(Saved entries)
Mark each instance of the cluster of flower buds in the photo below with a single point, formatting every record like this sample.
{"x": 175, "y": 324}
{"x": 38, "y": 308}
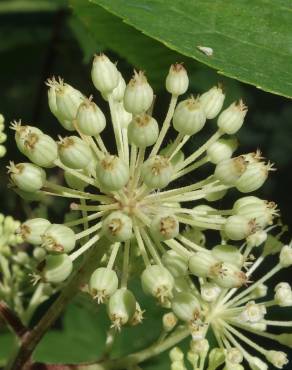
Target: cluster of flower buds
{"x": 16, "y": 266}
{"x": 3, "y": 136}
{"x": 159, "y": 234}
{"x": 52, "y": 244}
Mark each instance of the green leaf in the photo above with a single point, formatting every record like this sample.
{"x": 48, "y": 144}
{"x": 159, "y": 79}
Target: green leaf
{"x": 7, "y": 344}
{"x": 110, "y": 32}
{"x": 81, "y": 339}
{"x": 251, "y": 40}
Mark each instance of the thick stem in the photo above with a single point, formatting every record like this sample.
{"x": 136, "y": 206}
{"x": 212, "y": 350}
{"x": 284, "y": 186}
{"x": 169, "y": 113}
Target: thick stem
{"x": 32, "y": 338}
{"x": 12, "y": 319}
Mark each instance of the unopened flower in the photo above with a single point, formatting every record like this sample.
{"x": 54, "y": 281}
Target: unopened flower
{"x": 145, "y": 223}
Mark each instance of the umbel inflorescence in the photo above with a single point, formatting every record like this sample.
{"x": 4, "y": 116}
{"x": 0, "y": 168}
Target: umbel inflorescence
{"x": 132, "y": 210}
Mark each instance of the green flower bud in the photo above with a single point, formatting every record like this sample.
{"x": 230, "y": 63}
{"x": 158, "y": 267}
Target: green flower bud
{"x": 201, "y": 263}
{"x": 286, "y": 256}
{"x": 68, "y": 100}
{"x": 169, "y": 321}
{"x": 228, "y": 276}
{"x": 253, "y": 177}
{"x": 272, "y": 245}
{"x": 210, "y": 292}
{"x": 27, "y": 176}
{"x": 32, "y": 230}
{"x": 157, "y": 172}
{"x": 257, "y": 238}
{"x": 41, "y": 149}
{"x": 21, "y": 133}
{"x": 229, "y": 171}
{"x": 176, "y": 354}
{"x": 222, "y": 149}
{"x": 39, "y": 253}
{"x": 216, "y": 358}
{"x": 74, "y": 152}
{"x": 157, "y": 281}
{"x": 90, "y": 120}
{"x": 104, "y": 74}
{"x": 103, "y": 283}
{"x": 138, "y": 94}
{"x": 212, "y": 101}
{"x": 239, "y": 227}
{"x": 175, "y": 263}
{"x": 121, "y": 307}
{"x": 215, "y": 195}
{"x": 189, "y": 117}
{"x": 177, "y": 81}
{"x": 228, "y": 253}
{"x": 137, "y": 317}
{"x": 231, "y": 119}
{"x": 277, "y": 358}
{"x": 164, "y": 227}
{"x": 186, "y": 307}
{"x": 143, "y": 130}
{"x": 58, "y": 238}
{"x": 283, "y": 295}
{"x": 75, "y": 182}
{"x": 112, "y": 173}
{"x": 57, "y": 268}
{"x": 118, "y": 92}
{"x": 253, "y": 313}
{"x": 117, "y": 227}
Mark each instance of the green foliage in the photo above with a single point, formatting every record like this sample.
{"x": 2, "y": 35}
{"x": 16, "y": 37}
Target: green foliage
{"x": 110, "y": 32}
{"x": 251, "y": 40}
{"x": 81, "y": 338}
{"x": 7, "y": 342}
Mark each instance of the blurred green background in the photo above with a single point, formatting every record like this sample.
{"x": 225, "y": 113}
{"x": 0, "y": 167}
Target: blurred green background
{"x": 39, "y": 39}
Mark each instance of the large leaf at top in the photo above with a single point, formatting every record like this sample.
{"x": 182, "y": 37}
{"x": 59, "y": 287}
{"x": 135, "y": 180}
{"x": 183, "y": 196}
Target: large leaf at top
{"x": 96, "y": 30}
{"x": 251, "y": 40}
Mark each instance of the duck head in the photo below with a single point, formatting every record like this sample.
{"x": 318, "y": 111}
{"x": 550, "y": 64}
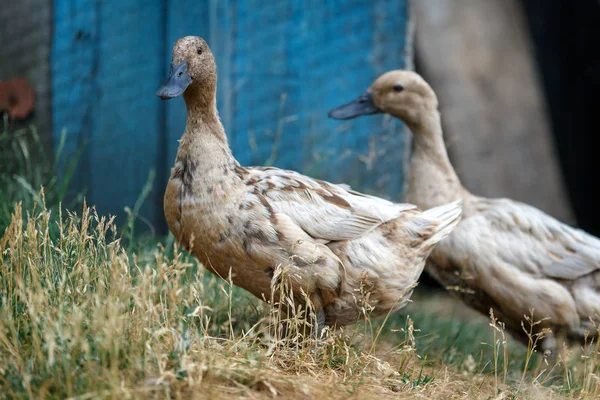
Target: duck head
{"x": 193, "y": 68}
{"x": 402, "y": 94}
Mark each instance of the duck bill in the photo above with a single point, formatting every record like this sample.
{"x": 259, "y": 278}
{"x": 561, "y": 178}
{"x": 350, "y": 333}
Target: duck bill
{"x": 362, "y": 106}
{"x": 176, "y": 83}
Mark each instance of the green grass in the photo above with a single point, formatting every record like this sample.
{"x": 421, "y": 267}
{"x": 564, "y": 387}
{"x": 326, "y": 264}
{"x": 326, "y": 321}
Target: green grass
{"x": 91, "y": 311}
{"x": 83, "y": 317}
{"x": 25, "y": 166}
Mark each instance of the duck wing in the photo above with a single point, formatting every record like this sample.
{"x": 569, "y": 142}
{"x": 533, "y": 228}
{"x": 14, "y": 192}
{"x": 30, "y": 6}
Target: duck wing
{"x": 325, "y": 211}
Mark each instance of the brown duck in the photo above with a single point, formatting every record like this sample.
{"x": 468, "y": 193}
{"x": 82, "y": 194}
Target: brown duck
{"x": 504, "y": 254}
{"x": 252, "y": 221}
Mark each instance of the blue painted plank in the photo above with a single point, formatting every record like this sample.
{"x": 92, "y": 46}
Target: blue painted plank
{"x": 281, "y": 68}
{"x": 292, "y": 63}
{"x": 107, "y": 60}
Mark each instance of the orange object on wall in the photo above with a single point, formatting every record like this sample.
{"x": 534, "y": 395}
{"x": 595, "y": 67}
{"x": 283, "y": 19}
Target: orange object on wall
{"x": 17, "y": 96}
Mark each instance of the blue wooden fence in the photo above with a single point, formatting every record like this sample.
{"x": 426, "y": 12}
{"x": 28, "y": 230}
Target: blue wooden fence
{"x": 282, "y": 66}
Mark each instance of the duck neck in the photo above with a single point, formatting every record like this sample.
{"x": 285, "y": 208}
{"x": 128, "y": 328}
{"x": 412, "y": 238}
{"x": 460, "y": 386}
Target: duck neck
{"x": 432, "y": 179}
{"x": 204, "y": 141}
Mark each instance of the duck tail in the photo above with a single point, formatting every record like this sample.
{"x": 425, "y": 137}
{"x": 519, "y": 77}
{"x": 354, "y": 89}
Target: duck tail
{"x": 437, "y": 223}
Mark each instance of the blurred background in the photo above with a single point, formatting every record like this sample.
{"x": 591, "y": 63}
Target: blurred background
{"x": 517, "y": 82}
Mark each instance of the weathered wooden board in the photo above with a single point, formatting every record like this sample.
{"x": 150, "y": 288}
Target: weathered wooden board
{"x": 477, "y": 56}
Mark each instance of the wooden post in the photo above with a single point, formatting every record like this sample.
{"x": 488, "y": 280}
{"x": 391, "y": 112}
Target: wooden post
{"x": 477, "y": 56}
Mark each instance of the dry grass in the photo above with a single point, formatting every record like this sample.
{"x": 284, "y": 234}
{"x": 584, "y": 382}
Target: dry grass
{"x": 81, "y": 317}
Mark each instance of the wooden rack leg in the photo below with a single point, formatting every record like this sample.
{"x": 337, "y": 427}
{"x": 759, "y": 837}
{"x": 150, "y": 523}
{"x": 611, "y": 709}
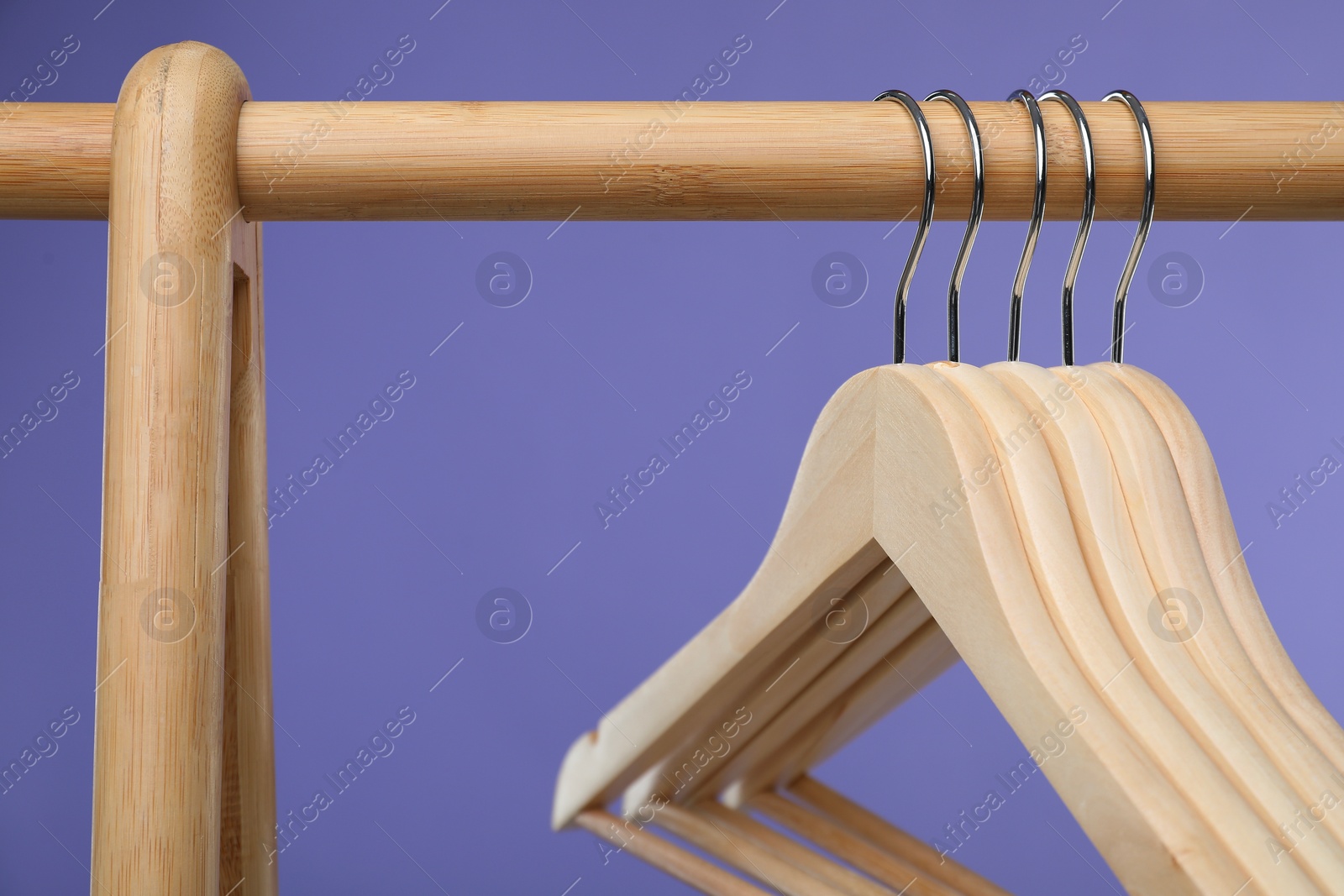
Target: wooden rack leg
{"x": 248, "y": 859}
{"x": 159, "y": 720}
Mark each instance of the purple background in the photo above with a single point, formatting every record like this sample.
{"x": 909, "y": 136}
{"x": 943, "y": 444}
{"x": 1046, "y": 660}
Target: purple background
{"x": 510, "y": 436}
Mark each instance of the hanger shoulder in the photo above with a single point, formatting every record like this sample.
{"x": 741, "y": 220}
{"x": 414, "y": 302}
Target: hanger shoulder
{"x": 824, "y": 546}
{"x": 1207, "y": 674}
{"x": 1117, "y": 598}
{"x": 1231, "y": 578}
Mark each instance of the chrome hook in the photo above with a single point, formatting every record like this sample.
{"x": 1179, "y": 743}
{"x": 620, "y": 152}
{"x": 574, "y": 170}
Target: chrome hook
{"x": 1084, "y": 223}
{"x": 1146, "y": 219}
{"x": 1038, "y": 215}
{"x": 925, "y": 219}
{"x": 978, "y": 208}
...
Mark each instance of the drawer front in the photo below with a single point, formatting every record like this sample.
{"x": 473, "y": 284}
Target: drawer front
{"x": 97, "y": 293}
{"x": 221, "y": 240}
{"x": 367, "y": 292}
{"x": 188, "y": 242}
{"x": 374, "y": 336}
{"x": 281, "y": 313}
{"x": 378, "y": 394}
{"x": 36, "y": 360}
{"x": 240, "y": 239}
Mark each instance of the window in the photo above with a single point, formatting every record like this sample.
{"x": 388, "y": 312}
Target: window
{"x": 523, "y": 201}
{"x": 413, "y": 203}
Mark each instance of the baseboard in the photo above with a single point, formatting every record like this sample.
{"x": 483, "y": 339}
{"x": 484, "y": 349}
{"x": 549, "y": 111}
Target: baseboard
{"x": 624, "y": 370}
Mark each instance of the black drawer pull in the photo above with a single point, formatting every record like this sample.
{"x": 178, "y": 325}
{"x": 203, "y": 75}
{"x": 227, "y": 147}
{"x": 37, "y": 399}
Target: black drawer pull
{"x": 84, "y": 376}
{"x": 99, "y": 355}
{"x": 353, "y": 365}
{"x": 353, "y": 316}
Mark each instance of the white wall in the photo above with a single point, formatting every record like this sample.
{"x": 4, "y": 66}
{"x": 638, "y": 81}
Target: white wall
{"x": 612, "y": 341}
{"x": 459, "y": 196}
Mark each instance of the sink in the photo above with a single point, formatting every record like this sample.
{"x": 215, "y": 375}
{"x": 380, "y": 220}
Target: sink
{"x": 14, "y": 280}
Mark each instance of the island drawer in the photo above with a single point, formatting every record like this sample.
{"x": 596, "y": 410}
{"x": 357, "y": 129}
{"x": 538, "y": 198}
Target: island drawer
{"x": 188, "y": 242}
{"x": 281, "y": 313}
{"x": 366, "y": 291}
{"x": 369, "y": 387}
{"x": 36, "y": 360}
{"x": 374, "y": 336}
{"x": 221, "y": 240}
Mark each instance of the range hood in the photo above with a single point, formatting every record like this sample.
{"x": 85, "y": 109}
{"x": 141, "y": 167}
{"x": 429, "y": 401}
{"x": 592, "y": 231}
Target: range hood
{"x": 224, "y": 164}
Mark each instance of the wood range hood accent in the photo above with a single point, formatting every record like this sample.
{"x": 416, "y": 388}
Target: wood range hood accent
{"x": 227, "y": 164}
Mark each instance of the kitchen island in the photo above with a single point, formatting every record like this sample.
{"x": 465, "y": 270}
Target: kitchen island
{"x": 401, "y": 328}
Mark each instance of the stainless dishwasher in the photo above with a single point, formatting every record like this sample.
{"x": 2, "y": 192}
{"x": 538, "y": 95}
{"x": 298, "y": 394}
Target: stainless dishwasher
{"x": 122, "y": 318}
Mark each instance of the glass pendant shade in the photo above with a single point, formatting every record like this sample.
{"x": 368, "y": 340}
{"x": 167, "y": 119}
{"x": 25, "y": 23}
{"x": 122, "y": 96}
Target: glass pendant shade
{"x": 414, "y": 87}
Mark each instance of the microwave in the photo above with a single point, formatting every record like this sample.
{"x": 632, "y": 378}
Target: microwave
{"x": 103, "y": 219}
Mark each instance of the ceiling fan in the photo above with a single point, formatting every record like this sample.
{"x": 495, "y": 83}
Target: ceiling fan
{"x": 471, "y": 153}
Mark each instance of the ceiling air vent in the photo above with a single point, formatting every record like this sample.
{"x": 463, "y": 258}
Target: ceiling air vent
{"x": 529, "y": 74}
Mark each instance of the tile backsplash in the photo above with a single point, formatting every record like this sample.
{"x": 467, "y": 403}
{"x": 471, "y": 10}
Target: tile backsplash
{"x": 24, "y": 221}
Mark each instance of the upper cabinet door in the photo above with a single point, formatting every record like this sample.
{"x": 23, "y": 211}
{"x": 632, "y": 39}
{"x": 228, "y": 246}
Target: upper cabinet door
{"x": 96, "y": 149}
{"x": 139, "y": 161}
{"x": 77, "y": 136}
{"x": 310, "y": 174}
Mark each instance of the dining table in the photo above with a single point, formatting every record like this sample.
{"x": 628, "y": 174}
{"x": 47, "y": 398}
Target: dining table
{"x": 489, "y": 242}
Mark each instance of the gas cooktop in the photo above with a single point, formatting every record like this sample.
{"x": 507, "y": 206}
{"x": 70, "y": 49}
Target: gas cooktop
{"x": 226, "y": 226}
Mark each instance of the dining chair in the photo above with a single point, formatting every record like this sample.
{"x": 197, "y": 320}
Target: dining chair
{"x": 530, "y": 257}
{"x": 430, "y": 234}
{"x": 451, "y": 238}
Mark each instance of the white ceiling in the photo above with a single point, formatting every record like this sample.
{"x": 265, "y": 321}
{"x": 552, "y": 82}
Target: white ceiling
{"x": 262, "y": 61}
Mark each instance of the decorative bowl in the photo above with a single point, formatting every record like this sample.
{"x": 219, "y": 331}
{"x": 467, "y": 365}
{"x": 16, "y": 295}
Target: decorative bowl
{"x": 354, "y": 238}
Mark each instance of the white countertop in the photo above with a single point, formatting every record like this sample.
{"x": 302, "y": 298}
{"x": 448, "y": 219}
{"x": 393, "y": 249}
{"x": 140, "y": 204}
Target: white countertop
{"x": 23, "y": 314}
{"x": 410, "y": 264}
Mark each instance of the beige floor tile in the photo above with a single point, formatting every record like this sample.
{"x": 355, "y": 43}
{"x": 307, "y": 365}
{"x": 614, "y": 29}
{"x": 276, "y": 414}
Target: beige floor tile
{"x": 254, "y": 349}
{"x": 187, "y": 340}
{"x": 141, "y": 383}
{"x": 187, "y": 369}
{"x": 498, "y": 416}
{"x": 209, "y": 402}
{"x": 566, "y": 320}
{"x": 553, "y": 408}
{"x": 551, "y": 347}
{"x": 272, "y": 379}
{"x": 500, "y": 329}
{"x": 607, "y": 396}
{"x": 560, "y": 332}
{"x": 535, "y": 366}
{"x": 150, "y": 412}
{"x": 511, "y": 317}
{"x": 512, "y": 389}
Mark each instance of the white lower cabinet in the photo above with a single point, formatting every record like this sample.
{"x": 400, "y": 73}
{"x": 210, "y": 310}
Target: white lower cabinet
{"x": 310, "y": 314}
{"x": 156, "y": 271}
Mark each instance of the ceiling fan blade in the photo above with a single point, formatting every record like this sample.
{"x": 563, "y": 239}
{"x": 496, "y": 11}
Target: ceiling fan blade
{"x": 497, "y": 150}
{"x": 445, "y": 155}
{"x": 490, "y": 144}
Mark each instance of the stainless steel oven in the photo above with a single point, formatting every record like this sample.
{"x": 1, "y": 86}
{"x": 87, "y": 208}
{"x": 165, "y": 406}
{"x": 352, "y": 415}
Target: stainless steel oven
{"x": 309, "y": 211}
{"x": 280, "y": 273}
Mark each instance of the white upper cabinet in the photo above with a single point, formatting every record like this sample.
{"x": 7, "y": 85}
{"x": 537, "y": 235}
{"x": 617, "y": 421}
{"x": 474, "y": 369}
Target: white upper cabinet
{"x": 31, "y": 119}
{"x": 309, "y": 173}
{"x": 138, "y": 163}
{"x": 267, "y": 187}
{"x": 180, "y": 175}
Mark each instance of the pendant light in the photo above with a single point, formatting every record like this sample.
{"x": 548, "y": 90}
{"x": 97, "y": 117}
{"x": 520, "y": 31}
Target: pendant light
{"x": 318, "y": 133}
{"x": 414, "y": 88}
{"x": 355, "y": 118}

:: Task directions ::
Copy out each line of the data that has the word "below" in it.

:: Written reply ::
Mark each instance of the cluster of flower buds in the photo below with a single point, formatting every record like this sample.
Mark each instance of the duck head in the photo below with a single point, formatting every record like this sample.
Mark each instance of the wooden rack leg in the photo below with a single point, formatting every record like this sample.
Mark each instance of the drawer front in the photo below with a single point, formatting every record like this sample.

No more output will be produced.